Assigned task: The data must be returned in full, with no character altered.

═════ Entries supplied

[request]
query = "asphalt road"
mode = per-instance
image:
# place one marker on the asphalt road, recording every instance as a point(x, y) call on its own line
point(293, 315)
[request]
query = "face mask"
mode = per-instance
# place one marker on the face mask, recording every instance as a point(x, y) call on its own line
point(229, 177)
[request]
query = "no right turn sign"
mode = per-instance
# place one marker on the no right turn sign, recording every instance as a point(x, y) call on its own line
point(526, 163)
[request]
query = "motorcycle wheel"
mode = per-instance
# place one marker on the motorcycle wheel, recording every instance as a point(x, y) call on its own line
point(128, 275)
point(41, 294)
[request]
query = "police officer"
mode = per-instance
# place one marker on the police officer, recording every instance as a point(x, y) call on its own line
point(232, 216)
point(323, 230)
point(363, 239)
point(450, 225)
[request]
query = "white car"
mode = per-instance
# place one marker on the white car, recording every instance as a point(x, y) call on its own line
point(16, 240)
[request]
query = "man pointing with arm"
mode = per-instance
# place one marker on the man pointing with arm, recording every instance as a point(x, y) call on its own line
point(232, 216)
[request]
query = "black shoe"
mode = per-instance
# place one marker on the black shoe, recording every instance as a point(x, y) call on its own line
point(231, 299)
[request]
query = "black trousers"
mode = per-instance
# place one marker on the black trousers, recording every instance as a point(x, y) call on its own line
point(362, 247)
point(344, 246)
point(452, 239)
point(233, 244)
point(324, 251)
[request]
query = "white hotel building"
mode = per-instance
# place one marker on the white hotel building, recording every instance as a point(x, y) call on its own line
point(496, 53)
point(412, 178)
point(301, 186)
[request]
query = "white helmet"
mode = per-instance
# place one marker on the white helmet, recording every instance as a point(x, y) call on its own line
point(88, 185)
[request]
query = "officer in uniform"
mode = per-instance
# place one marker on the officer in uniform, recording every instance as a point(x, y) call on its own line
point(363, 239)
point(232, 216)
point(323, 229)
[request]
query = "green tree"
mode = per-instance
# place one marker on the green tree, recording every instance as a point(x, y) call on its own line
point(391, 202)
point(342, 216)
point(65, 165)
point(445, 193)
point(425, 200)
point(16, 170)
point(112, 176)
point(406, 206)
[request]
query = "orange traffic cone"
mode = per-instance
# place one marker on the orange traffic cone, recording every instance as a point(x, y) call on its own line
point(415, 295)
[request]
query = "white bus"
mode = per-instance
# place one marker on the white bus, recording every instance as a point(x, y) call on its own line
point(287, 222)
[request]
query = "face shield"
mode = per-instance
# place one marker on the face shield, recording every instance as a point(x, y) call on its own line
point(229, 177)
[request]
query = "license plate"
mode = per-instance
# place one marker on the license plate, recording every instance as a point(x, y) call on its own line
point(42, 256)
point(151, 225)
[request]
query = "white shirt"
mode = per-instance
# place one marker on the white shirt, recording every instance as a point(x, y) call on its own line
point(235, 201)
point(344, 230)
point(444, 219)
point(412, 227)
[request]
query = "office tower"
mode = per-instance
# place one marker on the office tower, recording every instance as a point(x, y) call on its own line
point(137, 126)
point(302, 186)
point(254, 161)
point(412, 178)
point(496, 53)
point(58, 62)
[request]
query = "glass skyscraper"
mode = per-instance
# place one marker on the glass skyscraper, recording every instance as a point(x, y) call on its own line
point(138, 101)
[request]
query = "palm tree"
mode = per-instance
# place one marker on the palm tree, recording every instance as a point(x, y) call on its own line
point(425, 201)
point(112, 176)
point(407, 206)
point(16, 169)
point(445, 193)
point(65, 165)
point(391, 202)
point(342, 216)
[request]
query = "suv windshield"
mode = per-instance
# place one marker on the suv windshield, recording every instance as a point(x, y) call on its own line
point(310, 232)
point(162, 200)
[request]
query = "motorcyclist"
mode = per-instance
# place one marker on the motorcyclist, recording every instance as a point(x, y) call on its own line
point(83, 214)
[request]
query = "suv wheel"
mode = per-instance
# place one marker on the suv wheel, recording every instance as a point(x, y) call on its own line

══════════

Your solution:
[request]
query = "asphalt road"
mode = per-instance
image:
# place one marker on the asphalt road, recording every instance as a point(x, y) call on its own line
point(293, 315)
[request]
query = "face mask"
mode = per-instance
# place one marker on the face mask, recording every instance as a point(x, y) call on its own line
point(229, 177)
[request]
query = "no right turn sign"
mode = per-instance
# place one marker on the no right turn sign, recording every instance as a point(x, y) call on its own line
point(526, 163)
[request]
query = "motorcycle wheel"
mode = per-instance
# place one marker on the motorcycle wheel, recording every instance as a point(x, y) call on its own line
point(128, 275)
point(41, 294)
[request]
query = "police officer"
mode = per-instance
# place one marker on the police officer, recording every instance as a point(x, y) call on its own line
point(232, 216)
point(323, 230)
point(363, 239)
point(450, 225)
[request]
query = "white car"
mode = per-instance
# place one marker on the white car, recording every instance as a point(x, y) call on its own line
point(16, 240)
[request]
query = "man pointing with arm"
mode = per-instance
# place one marker on the man pointing with arm, recording every instance as a point(x, y) call on its own line
point(232, 216)
[request]
query = "black shoe"
mode = per-instance
# place one marker on the black shoe, recording every instance as a point(x, y) call on its own line
point(231, 299)
[request]
query = "black trousers"
mode = per-instance
# place one marker on the black trousers, recording every instance as a point(x, y) call on its own line
point(362, 247)
point(344, 246)
point(452, 239)
point(233, 244)
point(324, 251)
[request]
query = "white hotel building"
mode = per-instance
# place one marker on the white hotel building, recording every instance as a point(x, y) call on its own line
point(496, 53)
point(412, 178)
point(301, 186)
[request]
query = "white helmet"
mode = per-instance
# place one marker on the white helmet, recording every instance as a point(x, y) call on its own line
point(88, 185)
[request]
query = "officer in uniform"
mode = per-instance
# place one marker on the officer in uniform, recording every instance as a point(x, y) call on its own line
point(363, 239)
point(232, 216)
point(323, 229)
[request]
query = "green tree"
mode = per-instance
# place one marker on the green tree, recording every instance as a point(x, y) call on its own line
point(391, 202)
point(342, 216)
point(65, 165)
point(445, 193)
point(425, 200)
point(16, 170)
point(112, 176)
point(406, 206)
[request]
query = "orange traffic cone"
mode = per-instance
# place one marker on the orange traffic cone, recording every instance as a point(x, y) call on its own line
point(415, 295)
[request]
query = "white bus"
mode = per-instance
# place one marker on the white bus, recording every instance as a point(x, y) call on its own line
point(287, 222)
[request]
query = "face shield"
mode = per-instance
# place one marker on the face shield, recording every instance as a point(x, y) call on its own line
point(229, 177)
[request]
query = "license plate"
mode = per-instance
# place one marker on the license plate, recording every instance as a point(x, y) call on its own line
point(42, 256)
point(151, 225)
[request]
query = "white shirt"
mode = per-instance
# place one marker on the white shirt, recording every instance as a point(x, y) call on its own line
point(235, 201)
point(344, 230)
point(444, 219)
point(412, 227)
[request]
query = "office tower"
mode = per-instance
# place one marker on the office tower, recording every instance as a point(x, y) call on its own line
point(137, 126)
point(302, 186)
point(254, 161)
point(412, 178)
point(496, 53)
point(58, 62)
[request]
query = "glass skyscraper"
mode = per-instance
# place one marker on the glass skyscraper, recording every instance as a point(x, y) call on its own line
point(138, 101)
[request]
query = "palm tree"
mode = per-instance
# place one marker on the palm tree, recording every instance as a point(x, y) call on its own line
point(425, 201)
point(112, 176)
point(407, 206)
point(16, 169)
point(445, 193)
point(65, 165)
point(391, 202)
point(342, 216)
[request]
query = "suv windshield"
mode = per-instance
# place one marker on the suv windshield, recording every instance as a point(x, y) call on its own line
point(310, 232)
point(162, 200)
[request]
query = "motorcyclist"
mode = per-instance
# place one marker on the motorcyclist, recording every instance as a point(x, y) call on its own line
point(83, 214)
[request]
query = "suv wheel"
mode = per-instance
# place one marker on the suv wheel, recording every instance as a point(x, y) call on its own line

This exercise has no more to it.